* Vorliegender Textauszug *
----------

Wir sind wahrscheinlich sogar schwächer in die Liga gestartet als wir in der 2. Liga waren. Weil wir diese beiden Spieler nicht ersetzen können. Als wir sie geholt haben, war ihr Marktwert bei Null, als sie gegangen sind, war er bei 1,5 Millionen. Das Geld haben wir aber nicht, um sie eins zu eins zu ersetzen. Deshalb haben wir wieder junge Spieler geholt, die über uns den Sprung machen wollen. Conor Noß ist einer von ihnen, Stefan Feiertag, auch Mehmet Ibrahimi, der leider verletzt ist. Das sind alles interessante Spieler, die aber Zeit brauchen, wie auch Matthias Seidl und Fally Mayulu Zeit gebraucht haben.

----------

* Ausgelesene Daten *

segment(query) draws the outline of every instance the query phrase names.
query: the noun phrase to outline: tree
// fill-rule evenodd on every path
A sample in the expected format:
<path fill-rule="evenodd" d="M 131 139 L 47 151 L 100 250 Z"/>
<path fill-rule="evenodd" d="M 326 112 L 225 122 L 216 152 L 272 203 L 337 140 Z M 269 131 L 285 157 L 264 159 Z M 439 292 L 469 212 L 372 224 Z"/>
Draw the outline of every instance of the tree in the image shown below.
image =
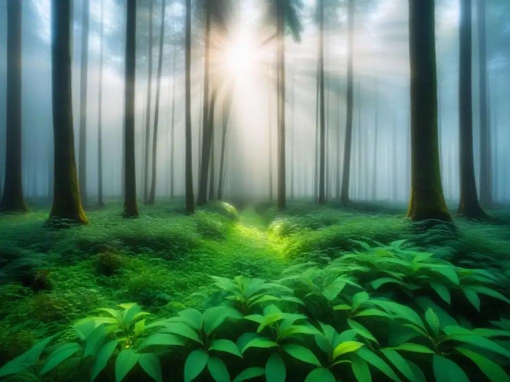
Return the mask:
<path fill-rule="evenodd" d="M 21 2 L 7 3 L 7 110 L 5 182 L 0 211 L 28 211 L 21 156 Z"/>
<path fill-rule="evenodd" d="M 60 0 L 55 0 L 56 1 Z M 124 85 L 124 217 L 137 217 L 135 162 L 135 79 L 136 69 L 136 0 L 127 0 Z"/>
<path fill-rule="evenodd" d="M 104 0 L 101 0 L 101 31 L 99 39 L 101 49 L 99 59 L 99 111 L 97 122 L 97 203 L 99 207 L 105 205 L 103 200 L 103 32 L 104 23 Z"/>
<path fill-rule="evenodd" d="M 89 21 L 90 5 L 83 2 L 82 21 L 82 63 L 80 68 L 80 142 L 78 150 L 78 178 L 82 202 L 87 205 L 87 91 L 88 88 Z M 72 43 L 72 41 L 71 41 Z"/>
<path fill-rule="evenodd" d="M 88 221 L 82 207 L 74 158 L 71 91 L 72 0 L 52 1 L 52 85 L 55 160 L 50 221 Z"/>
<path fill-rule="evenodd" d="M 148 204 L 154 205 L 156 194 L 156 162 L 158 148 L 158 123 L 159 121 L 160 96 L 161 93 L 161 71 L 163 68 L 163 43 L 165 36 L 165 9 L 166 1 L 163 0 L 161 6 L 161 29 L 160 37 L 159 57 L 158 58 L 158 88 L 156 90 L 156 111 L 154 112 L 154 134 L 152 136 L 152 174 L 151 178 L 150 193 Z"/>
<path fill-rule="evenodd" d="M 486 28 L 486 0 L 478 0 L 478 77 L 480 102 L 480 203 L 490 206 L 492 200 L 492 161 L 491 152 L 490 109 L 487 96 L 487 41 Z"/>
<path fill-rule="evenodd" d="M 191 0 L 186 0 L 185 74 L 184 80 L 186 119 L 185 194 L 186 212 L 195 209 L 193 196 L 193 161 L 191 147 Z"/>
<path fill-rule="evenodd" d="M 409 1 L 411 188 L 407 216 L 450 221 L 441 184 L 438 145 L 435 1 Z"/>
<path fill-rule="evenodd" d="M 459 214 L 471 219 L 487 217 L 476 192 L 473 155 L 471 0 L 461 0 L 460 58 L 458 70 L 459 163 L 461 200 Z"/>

----------

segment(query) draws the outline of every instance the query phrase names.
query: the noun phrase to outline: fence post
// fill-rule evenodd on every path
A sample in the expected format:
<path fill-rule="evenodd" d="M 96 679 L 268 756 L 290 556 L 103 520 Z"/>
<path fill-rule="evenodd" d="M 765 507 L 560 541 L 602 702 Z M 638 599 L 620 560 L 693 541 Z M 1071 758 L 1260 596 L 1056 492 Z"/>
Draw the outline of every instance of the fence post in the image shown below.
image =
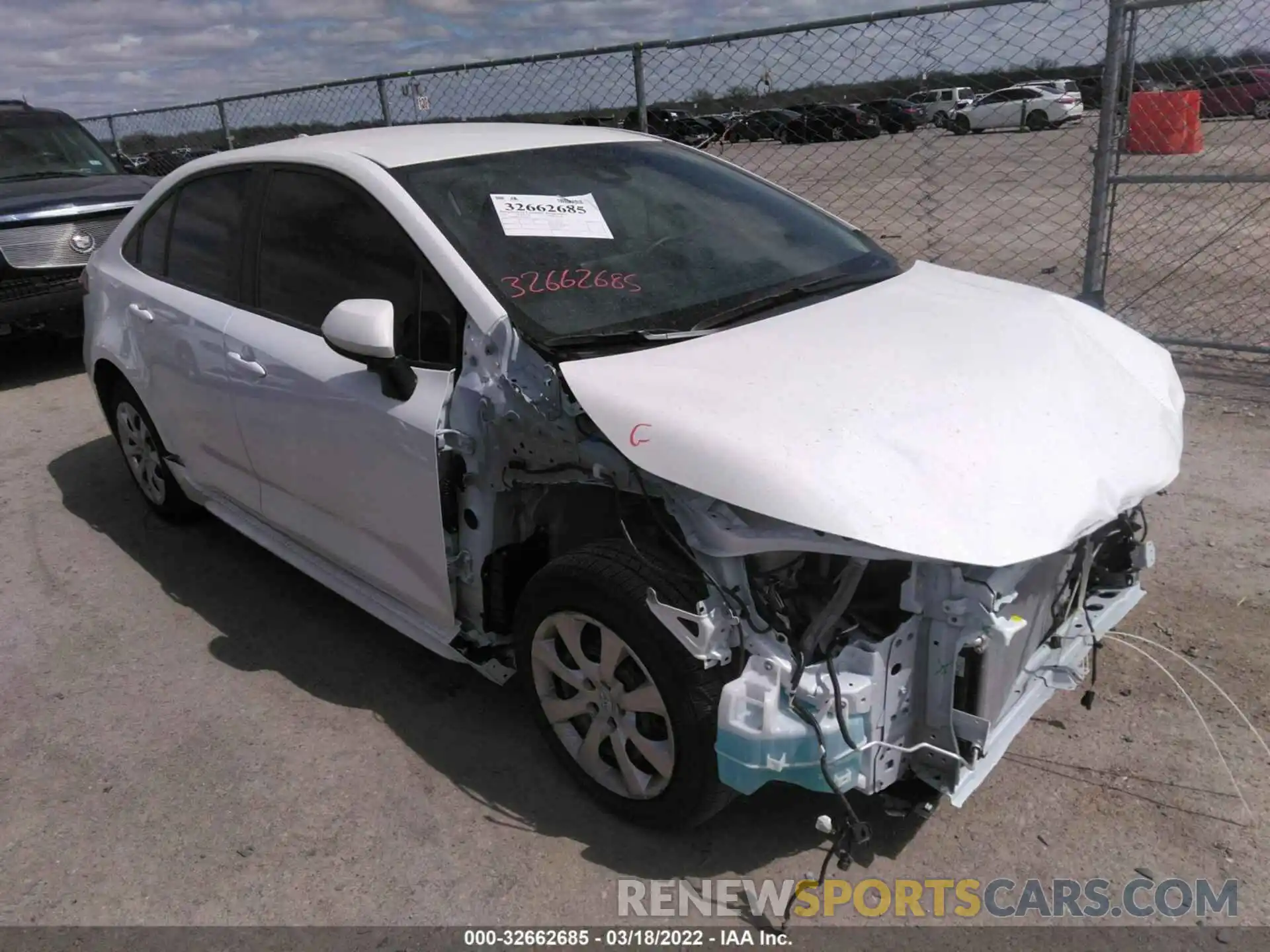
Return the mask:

----------

* Was gefragt ist *
Nenne alle Spieler, die im Textauszug mit Namen genannt werden.

* Lösung der Aufgabe *
Conor Noß, Stefan Feiertag, Mehmet Ibrahimi, Matthias Seidl, Fally Mayulu